_EXCERPTED PASSAGE_
# is DNSSEC enabled in the current glibc DNS resolver?

## r16

I just set up DNSSEC on my home test domain, and I would like to verify that my DNS lookups, on both windows 10 and other up to date gentoo boxes are using the extra security.  MSDN claims that as of windows 7, the windows DNS resolver is "security enabled" - I assume that means DNSSEC enabled.  I actually pulled up a power shell and verified that the lookups ran properly.  I guess I just have to trust microsoft - which is another topic entirely.

On my gentoo boxes I can run +dnssec digs all day long and they work great, however, I was not able to determine if the current default glibc resolver getaddrinfo() does DNSSEC by default, and if not what I have to do to make my gentoo boxes do DNSSEC by default.  From a few years back (~2012) I was able to find a libval library and a function val_getaddrinfo() which did DNSSEC but it looks kinda antiquated and its usage doesn't look widespread.  I'm not a linux developer so I'm not intimately familiar with the nuts and bolts of glibc.

_MATERIAL PROVIDED_
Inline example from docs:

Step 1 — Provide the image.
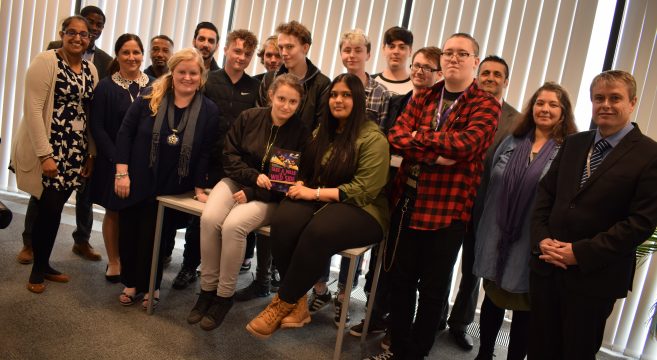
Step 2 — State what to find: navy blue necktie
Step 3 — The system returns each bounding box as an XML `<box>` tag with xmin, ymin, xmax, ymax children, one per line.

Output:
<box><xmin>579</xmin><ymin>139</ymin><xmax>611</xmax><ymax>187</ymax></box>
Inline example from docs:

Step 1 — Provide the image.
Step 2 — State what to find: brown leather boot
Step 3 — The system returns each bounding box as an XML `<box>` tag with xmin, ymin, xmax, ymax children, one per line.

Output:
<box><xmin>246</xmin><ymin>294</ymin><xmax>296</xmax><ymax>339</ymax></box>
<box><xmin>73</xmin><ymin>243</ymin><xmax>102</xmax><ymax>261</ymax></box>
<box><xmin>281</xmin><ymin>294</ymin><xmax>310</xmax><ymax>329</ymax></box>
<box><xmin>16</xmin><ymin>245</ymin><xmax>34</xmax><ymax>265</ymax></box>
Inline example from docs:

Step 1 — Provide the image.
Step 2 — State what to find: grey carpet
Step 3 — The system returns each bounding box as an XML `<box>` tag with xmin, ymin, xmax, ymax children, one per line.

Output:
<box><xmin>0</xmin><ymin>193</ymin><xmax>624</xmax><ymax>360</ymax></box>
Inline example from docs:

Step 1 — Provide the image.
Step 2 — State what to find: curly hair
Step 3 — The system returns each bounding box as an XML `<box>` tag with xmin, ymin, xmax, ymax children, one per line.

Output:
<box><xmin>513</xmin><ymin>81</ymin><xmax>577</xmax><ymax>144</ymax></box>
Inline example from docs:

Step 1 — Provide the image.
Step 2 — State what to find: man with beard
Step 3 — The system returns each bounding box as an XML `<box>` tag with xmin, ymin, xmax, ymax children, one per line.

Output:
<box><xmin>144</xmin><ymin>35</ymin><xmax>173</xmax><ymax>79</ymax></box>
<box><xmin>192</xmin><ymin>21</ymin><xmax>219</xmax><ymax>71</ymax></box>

_GIVEN PROBLEM 1_
Answer these about the forum post on DNSSEC and glibc:
(a) According to MSDN, starting with which Windows version is the Windows DNS resolver "security enabled"?
(b) What tool did the poster open on Windows to check that the lookups ran properly?
(c) What function did the poster find in the libval library from around 2012?
_GIVEN PROBLEM 2_
Carry the forum post on DNSSEC and glibc forward from its last sentence.

_FINAL ANSWER 1_
(a) Windows 7
(b) PowerShell
(c) val_getaddrinfo()

_FINAL ANSWER 2_
Getting DNSSEC working is important, because ultimately I would like to use DNS lookups to securely push kerberos and PKI data to the network with minimal per-client configuration.

Any info / thoughts / ideas on this?

----------

## Ant P.

glibc's resolver doesn't do much of anything, you'll need to run Unbound or BIND if you want DNSSEC.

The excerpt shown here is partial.